==== DATA RECORDS ====
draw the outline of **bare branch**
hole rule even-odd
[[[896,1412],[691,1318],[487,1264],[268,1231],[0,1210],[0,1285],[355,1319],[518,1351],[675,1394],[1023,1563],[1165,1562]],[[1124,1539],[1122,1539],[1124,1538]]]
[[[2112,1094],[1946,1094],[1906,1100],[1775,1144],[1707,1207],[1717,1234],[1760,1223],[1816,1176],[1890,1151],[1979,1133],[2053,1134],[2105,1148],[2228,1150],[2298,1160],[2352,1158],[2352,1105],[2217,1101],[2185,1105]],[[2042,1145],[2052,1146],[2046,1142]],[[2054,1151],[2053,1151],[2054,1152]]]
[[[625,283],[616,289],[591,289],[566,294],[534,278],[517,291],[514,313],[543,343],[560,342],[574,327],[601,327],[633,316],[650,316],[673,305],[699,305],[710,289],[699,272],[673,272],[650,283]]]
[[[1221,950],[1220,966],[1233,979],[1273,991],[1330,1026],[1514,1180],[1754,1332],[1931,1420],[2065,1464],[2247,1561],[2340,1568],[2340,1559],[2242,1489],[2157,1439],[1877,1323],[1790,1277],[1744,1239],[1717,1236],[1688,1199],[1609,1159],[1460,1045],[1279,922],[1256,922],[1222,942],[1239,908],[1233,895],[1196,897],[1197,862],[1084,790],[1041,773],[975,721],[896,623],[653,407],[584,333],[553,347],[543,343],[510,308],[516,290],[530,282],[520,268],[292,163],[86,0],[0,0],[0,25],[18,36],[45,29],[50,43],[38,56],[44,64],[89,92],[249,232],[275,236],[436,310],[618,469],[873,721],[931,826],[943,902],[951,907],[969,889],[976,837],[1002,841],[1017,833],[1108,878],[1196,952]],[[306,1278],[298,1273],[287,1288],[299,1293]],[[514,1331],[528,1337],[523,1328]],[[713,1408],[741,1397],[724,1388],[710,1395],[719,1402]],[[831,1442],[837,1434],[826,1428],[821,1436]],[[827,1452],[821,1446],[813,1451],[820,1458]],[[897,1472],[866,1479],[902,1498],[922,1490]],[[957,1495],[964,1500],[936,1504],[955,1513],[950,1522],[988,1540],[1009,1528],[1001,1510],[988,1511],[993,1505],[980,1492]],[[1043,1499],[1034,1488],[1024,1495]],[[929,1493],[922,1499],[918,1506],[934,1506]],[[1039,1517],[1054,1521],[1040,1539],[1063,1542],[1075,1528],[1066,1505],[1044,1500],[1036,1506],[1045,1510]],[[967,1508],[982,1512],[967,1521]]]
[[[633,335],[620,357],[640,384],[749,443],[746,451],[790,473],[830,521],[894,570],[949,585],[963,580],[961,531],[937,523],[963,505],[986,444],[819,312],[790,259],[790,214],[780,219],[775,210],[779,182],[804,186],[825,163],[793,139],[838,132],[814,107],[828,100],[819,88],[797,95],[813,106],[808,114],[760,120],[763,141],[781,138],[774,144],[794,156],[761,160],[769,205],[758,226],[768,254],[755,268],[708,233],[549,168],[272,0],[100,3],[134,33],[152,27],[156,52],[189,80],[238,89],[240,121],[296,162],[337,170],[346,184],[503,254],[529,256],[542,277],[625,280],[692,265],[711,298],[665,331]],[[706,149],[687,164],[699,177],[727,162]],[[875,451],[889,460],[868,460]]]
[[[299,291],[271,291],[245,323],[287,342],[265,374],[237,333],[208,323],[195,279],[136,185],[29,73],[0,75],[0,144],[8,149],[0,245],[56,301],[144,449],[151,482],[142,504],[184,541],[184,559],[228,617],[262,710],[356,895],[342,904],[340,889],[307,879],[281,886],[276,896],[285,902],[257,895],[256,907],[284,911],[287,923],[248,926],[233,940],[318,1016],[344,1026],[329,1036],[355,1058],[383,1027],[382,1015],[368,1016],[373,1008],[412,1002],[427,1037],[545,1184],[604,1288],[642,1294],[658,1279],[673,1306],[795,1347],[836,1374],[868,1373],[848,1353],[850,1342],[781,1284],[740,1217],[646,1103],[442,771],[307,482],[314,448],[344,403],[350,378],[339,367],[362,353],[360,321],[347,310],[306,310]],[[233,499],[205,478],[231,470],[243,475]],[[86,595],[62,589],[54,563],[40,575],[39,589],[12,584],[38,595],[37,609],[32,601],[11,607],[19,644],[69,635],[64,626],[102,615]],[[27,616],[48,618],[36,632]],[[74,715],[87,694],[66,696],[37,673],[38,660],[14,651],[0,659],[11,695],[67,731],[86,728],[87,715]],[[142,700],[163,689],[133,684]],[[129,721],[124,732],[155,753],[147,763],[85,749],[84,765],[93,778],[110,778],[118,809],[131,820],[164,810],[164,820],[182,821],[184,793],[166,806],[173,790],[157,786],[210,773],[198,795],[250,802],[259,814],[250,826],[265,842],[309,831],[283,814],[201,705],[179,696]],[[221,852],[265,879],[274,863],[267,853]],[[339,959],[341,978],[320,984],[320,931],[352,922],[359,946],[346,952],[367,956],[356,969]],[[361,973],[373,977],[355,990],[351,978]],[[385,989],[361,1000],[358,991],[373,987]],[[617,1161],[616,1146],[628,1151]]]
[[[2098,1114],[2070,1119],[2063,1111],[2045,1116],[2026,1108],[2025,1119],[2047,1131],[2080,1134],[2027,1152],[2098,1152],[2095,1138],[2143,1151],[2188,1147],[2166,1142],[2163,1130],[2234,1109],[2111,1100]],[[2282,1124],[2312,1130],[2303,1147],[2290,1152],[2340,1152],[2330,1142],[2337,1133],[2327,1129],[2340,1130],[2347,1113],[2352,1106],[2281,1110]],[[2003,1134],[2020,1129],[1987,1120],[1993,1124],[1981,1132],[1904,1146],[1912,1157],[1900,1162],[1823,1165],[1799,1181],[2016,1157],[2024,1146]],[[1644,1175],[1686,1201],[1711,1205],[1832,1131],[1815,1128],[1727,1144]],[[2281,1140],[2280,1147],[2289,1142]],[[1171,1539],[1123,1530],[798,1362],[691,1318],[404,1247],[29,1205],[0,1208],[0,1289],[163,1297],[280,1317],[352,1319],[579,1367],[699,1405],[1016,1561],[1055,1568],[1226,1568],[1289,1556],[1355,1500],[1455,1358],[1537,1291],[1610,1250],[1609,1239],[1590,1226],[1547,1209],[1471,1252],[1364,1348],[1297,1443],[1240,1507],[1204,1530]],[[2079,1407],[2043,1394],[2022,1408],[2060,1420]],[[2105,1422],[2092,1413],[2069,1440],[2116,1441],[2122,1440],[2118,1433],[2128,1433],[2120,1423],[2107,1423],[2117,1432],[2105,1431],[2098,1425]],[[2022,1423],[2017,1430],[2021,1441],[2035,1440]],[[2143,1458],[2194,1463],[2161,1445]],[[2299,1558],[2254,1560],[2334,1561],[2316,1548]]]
====
■ EXERCISE DESCRIPTION: Set down every entry again, word for word.

■ SOLUTION TO THIS PROBLEM:
draw the outline of **bare branch**
hole rule even-odd
[[[896,1412],[691,1318],[487,1264],[268,1231],[0,1210],[0,1285],[355,1319],[518,1351],[675,1394],[1023,1563],[1165,1562]],[[1124,1539],[1122,1539],[1124,1538]]]
[[[2112,1094],[1946,1094],[1906,1100],[1775,1144],[1707,1207],[1717,1234],[1760,1223],[1816,1176],[1890,1151],[1979,1133],[2053,1134],[2105,1148],[2228,1150],[2298,1160],[2352,1158],[2352,1105],[2217,1101],[2185,1105]],[[2042,1145],[2052,1146],[2046,1142]],[[2054,1151],[2053,1151],[2054,1152]]]
[[[625,283],[616,289],[591,289],[566,294],[534,278],[517,291],[514,313],[543,343],[560,342],[574,327],[601,327],[633,316],[650,316],[673,305],[699,305],[710,289],[699,272],[673,272],[650,283]]]
[[[1221,950],[1220,966],[1233,979],[1273,991],[1330,1026],[1514,1180],[1754,1332],[1931,1420],[2065,1464],[2247,1561],[2340,1568],[2340,1559],[2242,1489],[2157,1439],[1877,1323],[1790,1277],[1744,1239],[1717,1236],[1688,1199],[1609,1159],[1460,1045],[1279,922],[1256,922],[1222,942],[1239,908],[1233,895],[1196,897],[1197,862],[1084,790],[1041,773],[975,721],[896,623],[653,407],[584,333],[553,347],[543,343],[510,308],[516,290],[530,282],[520,268],[292,163],[86,0],[0,0],[0,25],[18,36],[45,29],[50,43],[38,56],[44,64],[89,92],[249,232],[275,236],[436,310],[618,469],[873,721],[931,826],[943,902],[951,907],[969,889],[976,837],[1002,841],[1017,833],[1108,878],[1196,952]],[[306,1278],[298,1273],[287,1288],[299,1293]],[[514,1331],[528,1337],[523,1328]],[[713,1408],[741,1397],[724,1388],[710,1395],[719,1402]],[[831,1442],[837,1434],[826,1428],[821,1436]],[[827,1452],[821,1446],[813,1451],[820,1458]],[[897,1472],[866,1479],[902,1498],[922,1490]],[[957,1495],[964,1500],[936,1504],[955,1513],[950,1522],[988,1540],[1009,1528],[1001,1510],[988,1511],[993,1505],[980,1492]],[[1043,1499],[1034,1488],[1024,1495]],[[929,1493],[922,1499],[918,1506],[934,1506]],[[1039,1517],[1054,1521],[1040,1539],[1063,1542],[1075,1528],[1066,1505],[1044,1500],[1036,1506],[1045,1510]],[[967,1508],[982,1512],[967,1521]]]
[[[633,335],[620,357],[640,384],[749,443],[746,451],[790,473],[830,521],[894,570],[949,585],[963,580],[961,531],[937,523],[963,505],[986,444],[819,312],[790,259],[790,214],[780,219],[775,210],[779,182],[804,186],[825,163],[793,139],[838,132],[814,107],[828,100],[819,88],[797,95],[813,106],[808,114],[760,120],[763,141],[781,138],[774,144],[794,156],[761,160],[769,205],[758,226],[768,254],[755,268],[708,233],[549,168],[272,0],[100,3],[134,33],[152,27],[156,52],[189,80],[238,89],[240,121],[296,162],[337,170],[346,184],[503,254],[529,256],[542,277],[625,280],[692,265],[711,298],[665,331]],[[706,149],[687,164],[699,177],[727,162]],[[875,451],[889,460],[868,460]]]
[[[299,291],[271,291],[245,323],[287,342],[265,374],[237,333],[208,323],[195,279],[136,185],[29,73],[0,75],[0,144],[8,149],[0,245],[56,301],[144,449],[151,482],[142,504],[184,541],[184,559],[228,617],[262,710],[356,895],[342,904],[340,889],[307,879],[281,886],[276,896],[285,902],[257,895],[256,907],[284,911],[287,923],[248,926],[233,940],[318,1016],[344,1026],[329,1036],[355,1058],[383,1027],[382,1015],[368,1016],[373,1008],[412,1002],[427,1037],[545,1184],[604,1288],[642,1294],[658,1279],[673,1306],[795,1347],[836,1374],[868,1373],[848,1353],[850,1342],[781,1284],[740,1217],[646,1103],[442,771],[307,482],[314,448],[344,403],[350,378],[339,367],[362,353],[360,321],[347,310],[306,310]],[[233,499],[205,478],[231,470],[243,475]],[[86,595],[62,589],[54,563],[40,575],[39,589],[12,584],[38,595],[37,609],[32,601],[11,607],[19,644],[69,635],[64,626],[102,615]],[[27,616],[48,618],[36,632]],[[74,715],[87,694],[66,696],[37,673],[38,660],[14,651],[0,659],[11,695],[67,731],[86,728],[87,715]],[[142,700],[163,689],[133,684]],[[129,721],[124,732],[155,753],[147,763],[85,749],[84,765],[93,778],[110,778],[118,809],[131,820],[164,810],[164,820],[182,821],[184,793],[166,806],[173,790],[157,786],[210,773],[198,795],[250,802],[259,814],[250,826],[265,842],[309,831],[283,814],[201,705],[179,696]],[[221,852],[265,879],[274,863],[267,853]],[[339,959],[341,978],[320,984],[320,931],[352,922],[359,946],[346,952],[367,956],[356,969]],[[361,973],[373,977],[355,990],[351,978]],[[385,989],[361,1000],[358,991],[373,987]],[[617,1161],[616,1146],[628,1151]]]
[[[2098,1114],[2070,1119],[2063,1111],[2045,1116],[2026,1108],[2025,1119],[2047,1131],[2080,1134],[2027,1152],[2098,1152],[2095,1138],[2143,1151],[2188,1147],[2166,1142],[2163,1130],[2234,1109],[2111,1100]],[[2282,1124],[2312,1130],[2303,1147],[2290,1152],[2340,1152],[2330,1142],[2337,1133],[2327,1129],[2340,1130],[2347,1113],[2352,1106],[2281,1110]],[[2003,1134],[2020,1129],[1987,1120],[1993,1124],[1981,1132],[1904,1146],[1912,1157],[1900,1162],[1823,1165],[1799,1181],[2016,1157],[2024,1146]],[[1644,1175],[1686,1201],[1711,1205],[1832,1131],[1815,1128],[1727,1144]],[[2281,1140],[2280,1147],[2289,1142]],[[1171,1539],[1123,1530],[798,1362],[691,1318],[404,1247],[29,1205],[0,1208],[0,1289],[163,1297],[280,1317],[352,1319],[579,1367],[699,1405],[1016,1561],[1055,1568],[1226,1568],[1289,1556],[1355,1500],[1455,1358],[1537,1291],[1610,1250],[1609,1239],[1590,1226],[1547,1209],[1471,1252],[1364,1348],[1297,1443],[1240,1507],[1204,1530]],[[2079,1407],[2043,1394],[2022,1408],[2060,1420]],[[2105,1422],[2092,1413],[2069,1440],[2116,1441],[2122,1440],[2118,1433],[2128,1433],[2120,1423],[2107,1423],[2117,1432],[2105,1431],[2098,1425]],[[2022,1423],[2017,1430],[2021,1441],[2035,1440]],[[2143,1458],[2194,1463],[2161,1445]],[[2299,1558],[2254,1560],[2334,1561],[2316,1548]]]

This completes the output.